WORK ORDER: Does each statement agree with the cultural neuroscience text below: (a) the event was hosted by Dr. Joan Chiao of Northwestern's Department of Psychology, (b) the writer drove to the event at the Firehouse Grill, (c) research suggests hippocampus volume in London cabbies is correlated with their years of driving? Answer yes or no for each, and quote the text's deciding words verbatim.

I had the pleasure of finally attending one of NU's Science Café events a few nights ago, and I'm so glad I did. It was on cultural neuroscience, hosted by Dr. Joan Chiao of Northwestern’s Department of Psychology. In about an hour and a half, Chiao summarized the myriad of evidence now surfacing on the complex interactions between culture and neuroscience. Here are some key points for those of you who missed the event.
First, she pointed out a misconception that I myself am guilty of assuming true- that biology and neurobiology, for the most part, are fixed. Recent studies suggest that the brain is capable of remarkable adaptation and plasticity within relatively short periods of time. Her illustrative example: cabbies in London. These brave souls develop incredible spatial memory over the course of the years they spend driving in the London labyrinth, and research suggests that the volume of the hippocampus responsible for this spatial memory is directly correlated to the number of years spent driving!
The implications of this research are profound; it is very possible that perhaps every cultural activity in which we engage somehow alters our unique neural circuitry. Since the fickle weather here in Chicago lightened up a bit today (finally!), I jogged to the event at the Firehouse Grill. In those brief 30 minutes, it is entirely possible that action of running altered the physiology of my brain. It is also entirely possible that the action of attending the lecture altered the biology of my brain in a subtle way.

INFORMATION SUPPLIED:
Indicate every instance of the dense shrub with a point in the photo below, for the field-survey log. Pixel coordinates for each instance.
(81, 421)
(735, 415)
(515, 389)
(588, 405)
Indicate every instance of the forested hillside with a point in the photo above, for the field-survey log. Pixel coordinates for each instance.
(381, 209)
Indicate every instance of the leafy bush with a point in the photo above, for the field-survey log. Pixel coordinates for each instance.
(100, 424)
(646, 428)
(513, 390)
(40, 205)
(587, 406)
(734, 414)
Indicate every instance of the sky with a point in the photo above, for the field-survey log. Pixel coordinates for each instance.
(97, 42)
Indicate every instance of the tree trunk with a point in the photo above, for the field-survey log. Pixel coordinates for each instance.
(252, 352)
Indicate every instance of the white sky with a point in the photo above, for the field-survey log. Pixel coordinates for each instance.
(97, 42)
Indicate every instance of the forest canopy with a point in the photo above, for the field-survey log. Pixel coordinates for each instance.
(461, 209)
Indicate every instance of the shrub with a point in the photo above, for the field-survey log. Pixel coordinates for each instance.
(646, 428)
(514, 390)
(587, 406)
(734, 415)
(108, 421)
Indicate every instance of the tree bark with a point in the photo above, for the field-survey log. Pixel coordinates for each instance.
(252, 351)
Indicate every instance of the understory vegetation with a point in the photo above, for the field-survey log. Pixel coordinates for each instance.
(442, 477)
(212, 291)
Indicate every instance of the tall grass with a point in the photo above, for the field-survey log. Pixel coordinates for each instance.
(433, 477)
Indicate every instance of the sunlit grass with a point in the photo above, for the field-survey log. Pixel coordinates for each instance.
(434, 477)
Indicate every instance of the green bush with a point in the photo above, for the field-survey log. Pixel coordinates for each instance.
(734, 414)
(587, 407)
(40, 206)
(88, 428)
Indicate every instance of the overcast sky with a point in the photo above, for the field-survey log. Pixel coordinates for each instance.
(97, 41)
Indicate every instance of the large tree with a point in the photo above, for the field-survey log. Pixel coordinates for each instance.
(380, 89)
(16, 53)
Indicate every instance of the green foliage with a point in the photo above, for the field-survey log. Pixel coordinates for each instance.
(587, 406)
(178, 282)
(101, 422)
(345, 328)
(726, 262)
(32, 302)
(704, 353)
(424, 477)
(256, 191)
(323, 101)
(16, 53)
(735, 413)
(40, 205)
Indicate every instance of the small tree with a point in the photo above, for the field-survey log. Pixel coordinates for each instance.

YOUR RESPONSE:
(a) Yes: "hosted by Dr. Joan Chiao of Northwestern’s Department of Psychology"
(b) No: "I jogged to the event at the Firehouse Grill"
(c) Yes: "the volume of the hippocampus responsible for this spatial memory is directly correlated to the number of years spent driving"